→ Goal
Write out the material below verbatim, from the line with "A single pin marks each instance of the grassy" up to and including the line with "Query: grassy bank", and nothing else.

-- START OF Data to use --

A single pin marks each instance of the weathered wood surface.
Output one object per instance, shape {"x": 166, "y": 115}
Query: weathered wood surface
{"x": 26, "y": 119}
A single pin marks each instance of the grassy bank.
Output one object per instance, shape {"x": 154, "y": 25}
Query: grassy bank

-- END OF Data to use --
-- START OF Data to use --

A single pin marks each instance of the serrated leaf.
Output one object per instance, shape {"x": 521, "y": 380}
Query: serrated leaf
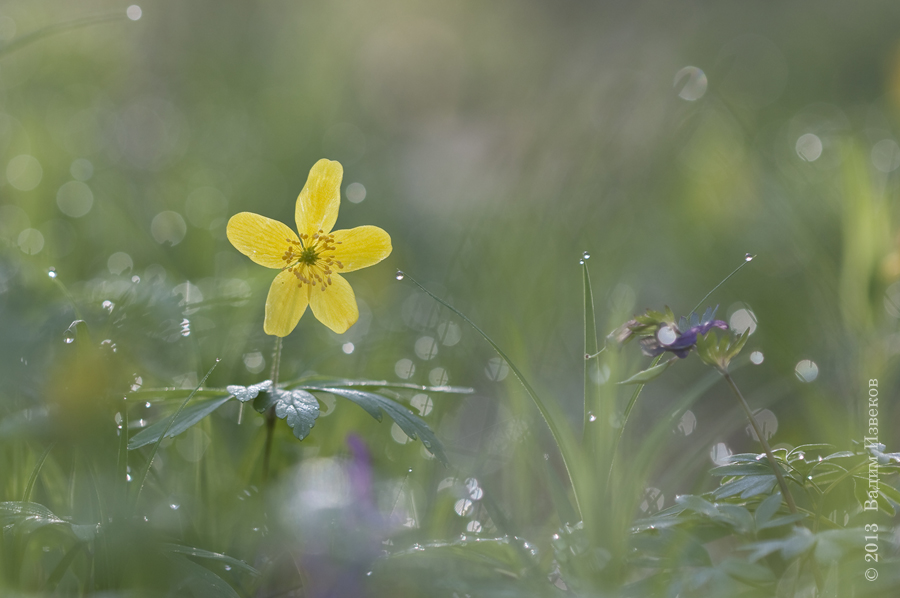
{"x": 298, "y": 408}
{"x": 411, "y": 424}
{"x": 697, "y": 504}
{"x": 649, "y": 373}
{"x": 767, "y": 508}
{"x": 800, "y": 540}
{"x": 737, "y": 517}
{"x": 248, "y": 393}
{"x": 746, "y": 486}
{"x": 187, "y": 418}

-- END OF Data to use --

→ Reply to the exercise
A single pin marks each instance of the grassy bank.
Output one object per instance, shape {"x": 154, "y": 25}
Query: grassy bank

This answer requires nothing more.